◆ Problem requirements ◆
Please copy each line below that contains the word "black".

◆ Given entries ◆
- - - - -
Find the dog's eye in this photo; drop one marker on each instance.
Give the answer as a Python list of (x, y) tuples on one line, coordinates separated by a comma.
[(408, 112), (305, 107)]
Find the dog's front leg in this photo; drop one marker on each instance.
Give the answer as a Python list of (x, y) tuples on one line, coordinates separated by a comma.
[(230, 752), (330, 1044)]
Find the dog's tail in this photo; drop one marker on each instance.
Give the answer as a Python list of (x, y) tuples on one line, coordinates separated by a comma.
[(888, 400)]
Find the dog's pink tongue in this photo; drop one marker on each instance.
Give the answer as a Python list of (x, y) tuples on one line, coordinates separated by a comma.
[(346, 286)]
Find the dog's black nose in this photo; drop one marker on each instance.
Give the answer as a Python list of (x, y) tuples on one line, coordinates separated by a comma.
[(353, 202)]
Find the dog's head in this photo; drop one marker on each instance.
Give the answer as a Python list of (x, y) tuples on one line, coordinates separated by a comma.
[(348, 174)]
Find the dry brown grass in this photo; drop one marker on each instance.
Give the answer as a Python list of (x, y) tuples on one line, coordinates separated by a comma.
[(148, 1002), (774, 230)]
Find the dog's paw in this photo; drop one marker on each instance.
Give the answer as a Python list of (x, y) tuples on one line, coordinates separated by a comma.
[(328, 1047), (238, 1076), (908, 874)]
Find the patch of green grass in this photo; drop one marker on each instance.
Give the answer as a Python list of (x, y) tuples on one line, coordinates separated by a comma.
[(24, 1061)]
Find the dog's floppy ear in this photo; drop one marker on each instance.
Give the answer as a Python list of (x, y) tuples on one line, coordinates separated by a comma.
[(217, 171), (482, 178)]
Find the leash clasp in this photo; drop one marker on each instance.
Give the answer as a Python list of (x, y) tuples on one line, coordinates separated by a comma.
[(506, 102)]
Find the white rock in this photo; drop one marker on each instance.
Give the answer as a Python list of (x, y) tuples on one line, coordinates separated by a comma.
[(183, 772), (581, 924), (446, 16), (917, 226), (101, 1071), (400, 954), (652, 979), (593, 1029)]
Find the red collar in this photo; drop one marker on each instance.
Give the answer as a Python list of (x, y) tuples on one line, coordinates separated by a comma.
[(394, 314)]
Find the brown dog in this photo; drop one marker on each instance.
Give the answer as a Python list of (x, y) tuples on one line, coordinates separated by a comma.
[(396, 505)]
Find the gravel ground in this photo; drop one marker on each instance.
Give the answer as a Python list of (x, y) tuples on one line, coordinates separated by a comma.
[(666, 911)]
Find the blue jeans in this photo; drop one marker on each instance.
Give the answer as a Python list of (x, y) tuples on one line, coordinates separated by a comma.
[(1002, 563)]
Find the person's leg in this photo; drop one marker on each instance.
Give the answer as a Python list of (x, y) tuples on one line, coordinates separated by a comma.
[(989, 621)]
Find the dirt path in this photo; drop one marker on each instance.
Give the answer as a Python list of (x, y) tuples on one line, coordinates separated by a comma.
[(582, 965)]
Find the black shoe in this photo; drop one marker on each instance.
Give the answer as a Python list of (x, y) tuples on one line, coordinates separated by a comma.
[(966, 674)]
- - - - -
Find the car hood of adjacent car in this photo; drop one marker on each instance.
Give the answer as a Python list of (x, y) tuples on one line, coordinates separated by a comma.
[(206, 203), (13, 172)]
- - - - -
◆ Reply ◆
Find the dog's black nose in this photo; drop one marker on each instance.
Find the black shoe in this photo; drop one marker on each instance.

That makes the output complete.